## Using the information
(a) In the article on the Dutch gold sector agreement, what is Mark van der Wal's position?
(b) Using the article on the Dutch gold sector agreement, explain why weak law enforcement around gold mining can harm more than the mine site itself. Answer in one to three sentences.
(c) Carry on the article about the Dutch gold sector agreement, starting after its last sentence.

## Excerpt provided
+++++

IRBC Agreement Dutch gold sector: greater respect for human rights, the environment and biodiversity throughout the gold value chain
Today, the Dutch government, electronics manufacturers, jewelers, gold recycling firms and NGOs, among which IUCN NL, signed the International Responsible Business Conduct (IRBC) Agreement for the Dutch Gold Sector. The aim is to ensure greater respect for human rights, the environment and biodiversity throughout the value chain, from mining to recycling.
This is the first such partnership in the gold supply and production sector. By signing this agreement, Dutch businesses, Dutch government and civil society organizations are taking responsibility for enhanced implementing of the OECD and UN Human Rights Guidelines in this sector. The partnership will contribute to improvements in human rights and environmental protection across the global gold value chain.
Reducing ecological and social impact
“In many of the landscapes we work in, we see that gold mining has a significant social and ecological impact,” says Mark van der Wal, Senior Expert Extractives and Ecology at IUCN NL. In countries with weak governance, especially small-scale goldmining is extremely harmful from an environmental and human health perspective. “But also industrial gold mining requires safeguards in the form of a strong policy framework and effective enforcement of laws and legal regulations. Unfortunately, such safeguards are lacking in many countries,” Van der Wal continues. “Weak or non-existent law enforcement can lead to severe pollution of surface water, with far-reaching consequences for water and food security affecting a large area around the mining location.” In addition the ecological damage done by ill guided mining often makes the landscapes more susceptible to the effects of climate change.

+++++

## Records shown
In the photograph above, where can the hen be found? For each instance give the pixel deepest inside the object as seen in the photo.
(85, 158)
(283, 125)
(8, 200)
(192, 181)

+++++

## Answers to this exercise
(a) He is Senior Expert Extractives and Ecology at IUCN NL.

(b) Weak or non-existent law enforcement can lead to severe pollution of surface water. That pollution has far-reaching consequences for water and food security across a large area around the mining location.

(c)
With the agreement, gold traders, jewelers, electronics firms and gold recyclers, NGOs and the Dutch government join forces with the aim to reduce the negative ecological and social effects of mining, by promoting the demand for and production of responsible gold. “IUCN NL has stressed that the involved parties not only commit to improving their social responsibility but also to reduce their ecological impact," says Van der Wal. “Amongst others, we hope that increased transparency and accountability in the gold chain will lead to better compliance with the Minamata Convention, to protect human health and nature worldwide from the negative impacts of mercury use.”
The agreement is based on three pillars: know, show and improve. Due diligence processes allow businesses to analyze whether and how they might be associated with potential abuses. Based on that knowledge, the agreement partners can draw up improvement plans ensuring that their gold is responsibly sourced, that is: in legal and improved social and ecological circumstances.
IUCN NL also contributed to IRBC Agreements on plant protein and sustainable forest management.
Update: From May 1, 2019, IUCN NL is no longer part of the IRBC Agreement for the Dutch Gold Sector.